Reproduce the rows below word for word, starting at the line that contains "Could you help me find the brown" and ending with the final line of the rows, with both ends included. Leave the pictures out of your copy.
----- Data to use -----
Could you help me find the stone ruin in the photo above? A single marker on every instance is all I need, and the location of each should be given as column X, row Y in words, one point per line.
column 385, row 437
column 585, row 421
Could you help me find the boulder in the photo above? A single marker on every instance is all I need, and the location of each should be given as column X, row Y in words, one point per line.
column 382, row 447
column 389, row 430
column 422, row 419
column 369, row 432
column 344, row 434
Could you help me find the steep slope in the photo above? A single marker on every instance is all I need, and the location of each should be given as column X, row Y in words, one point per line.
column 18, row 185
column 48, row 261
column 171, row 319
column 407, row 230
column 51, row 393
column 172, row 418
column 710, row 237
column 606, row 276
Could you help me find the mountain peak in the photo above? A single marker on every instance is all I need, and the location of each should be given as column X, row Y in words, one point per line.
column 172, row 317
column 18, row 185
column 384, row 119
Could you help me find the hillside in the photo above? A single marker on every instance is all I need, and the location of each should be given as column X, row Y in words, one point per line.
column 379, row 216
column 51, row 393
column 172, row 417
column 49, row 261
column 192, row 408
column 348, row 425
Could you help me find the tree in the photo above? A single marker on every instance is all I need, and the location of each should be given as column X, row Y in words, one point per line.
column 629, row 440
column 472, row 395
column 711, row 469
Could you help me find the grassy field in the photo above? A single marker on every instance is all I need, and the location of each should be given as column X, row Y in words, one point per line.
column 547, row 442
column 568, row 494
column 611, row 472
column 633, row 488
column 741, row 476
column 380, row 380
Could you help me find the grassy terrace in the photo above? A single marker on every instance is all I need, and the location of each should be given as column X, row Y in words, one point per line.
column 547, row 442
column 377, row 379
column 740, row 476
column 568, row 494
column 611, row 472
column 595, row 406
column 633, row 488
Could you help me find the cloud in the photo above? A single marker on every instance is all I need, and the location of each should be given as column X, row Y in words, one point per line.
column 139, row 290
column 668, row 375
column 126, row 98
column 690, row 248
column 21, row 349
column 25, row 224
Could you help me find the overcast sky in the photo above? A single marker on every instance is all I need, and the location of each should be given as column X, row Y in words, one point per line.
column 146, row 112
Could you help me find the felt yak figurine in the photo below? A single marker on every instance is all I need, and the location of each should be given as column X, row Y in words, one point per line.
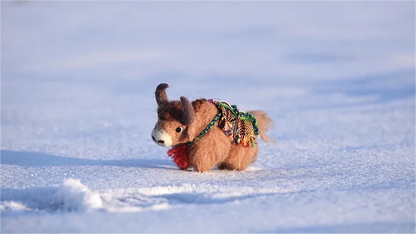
column 208, row 133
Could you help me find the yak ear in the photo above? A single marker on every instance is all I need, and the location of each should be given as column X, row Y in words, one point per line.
column 160, row 93
column 188, row 116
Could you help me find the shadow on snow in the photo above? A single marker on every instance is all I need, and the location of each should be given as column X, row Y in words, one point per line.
column 37, row 159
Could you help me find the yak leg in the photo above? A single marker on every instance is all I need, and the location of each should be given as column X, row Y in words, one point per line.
column 209, row 151
column 240, row 157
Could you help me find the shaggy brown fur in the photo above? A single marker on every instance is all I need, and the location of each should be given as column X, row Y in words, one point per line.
column 215, row 148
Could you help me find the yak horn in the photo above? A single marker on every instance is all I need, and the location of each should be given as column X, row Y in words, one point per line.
column 160, row 93
column 188, row 112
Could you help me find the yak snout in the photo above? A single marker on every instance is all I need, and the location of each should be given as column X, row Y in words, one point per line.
column 161, row 137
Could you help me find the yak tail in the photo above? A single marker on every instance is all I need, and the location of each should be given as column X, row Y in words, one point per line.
column 264, row 123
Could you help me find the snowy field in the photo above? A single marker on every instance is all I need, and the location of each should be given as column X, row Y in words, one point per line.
column 77, row 81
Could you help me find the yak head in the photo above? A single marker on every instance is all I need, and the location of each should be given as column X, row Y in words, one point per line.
column 174, row 119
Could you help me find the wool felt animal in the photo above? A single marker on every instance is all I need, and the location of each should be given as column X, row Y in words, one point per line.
column 208, row 133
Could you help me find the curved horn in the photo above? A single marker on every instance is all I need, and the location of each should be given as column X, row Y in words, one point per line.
column 188, row 112
column 160, row 93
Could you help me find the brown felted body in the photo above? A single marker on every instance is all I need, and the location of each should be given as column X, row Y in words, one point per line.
column 214, row 148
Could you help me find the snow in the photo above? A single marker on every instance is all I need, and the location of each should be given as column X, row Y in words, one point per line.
column 77, row 107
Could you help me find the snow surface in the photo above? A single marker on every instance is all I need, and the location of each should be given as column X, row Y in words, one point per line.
column 77, row 107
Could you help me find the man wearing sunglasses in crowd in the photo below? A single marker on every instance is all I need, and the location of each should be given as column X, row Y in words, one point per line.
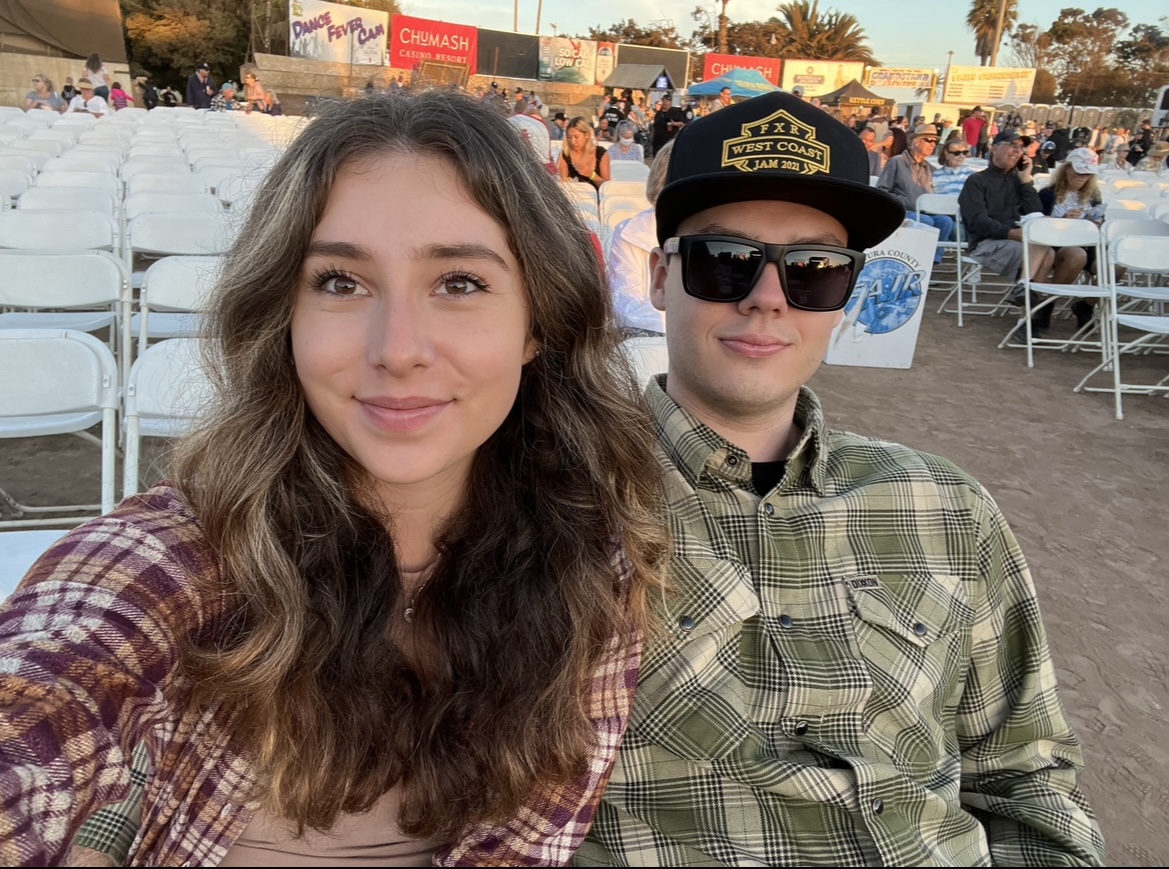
column 852, row 669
-----
-- Response for this exercise --
Could you help me find the brown felted body in the photo above? A single marker on every instance is all I need, and the location of each should be given as column X, row Y in words, one point per line.
column 214, row 148
Could you help me find the snow in the photo above? A single marker on every instance is all I need, and the location of each should be given as column X, row Y in words, one point per line.
column 77, row 107
Could you help me find the snow surface in the photo above? A single marker on every instance is all I need, and the location of each should be given as column X, row Y in words, one point per line.
column 77, row 107
Could you help me find the man wearing sunglasses in crowd in the photo below? A single marker on every instance is all I need, and the location of each should be given as column X, row Y in words, one point per line.
column 852, row 669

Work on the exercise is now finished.